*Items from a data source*
══════

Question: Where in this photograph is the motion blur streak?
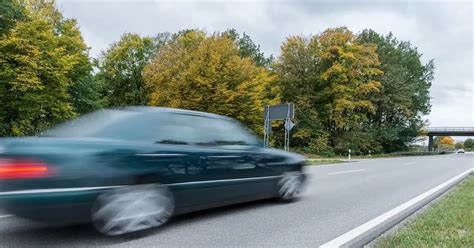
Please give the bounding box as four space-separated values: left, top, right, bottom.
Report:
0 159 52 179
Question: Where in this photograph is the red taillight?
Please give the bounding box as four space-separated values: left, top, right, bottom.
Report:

══════

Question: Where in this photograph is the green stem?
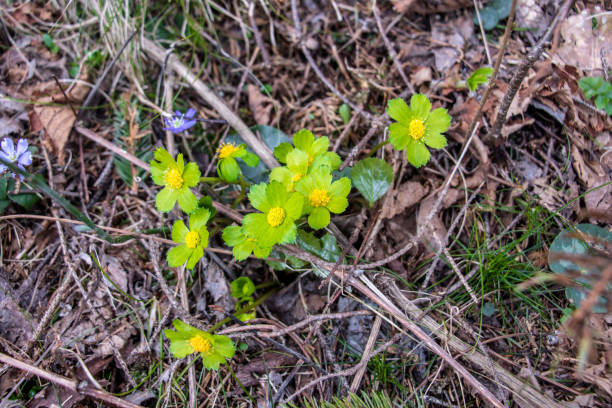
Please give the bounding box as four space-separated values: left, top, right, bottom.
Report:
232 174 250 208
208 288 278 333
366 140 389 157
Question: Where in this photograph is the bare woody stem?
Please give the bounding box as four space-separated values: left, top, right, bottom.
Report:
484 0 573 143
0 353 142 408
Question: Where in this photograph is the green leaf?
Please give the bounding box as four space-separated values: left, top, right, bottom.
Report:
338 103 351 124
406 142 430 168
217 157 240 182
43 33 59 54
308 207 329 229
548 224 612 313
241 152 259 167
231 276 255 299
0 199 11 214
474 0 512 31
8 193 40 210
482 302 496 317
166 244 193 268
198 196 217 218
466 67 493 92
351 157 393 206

══════

*REQUIREMENT*
Can you write out, character for character, the lines of the data above between the line holding "Question: Where in this photograph is the bare" and the line holding "0 353 142 408", inclusive?

*SOLUTION*
Question: Where in this photograph is the bare woody stem?
Please give the bounding box as four space-separated values: left, top, right, bottom.
Report:
484 0 573 143
0 353 142 408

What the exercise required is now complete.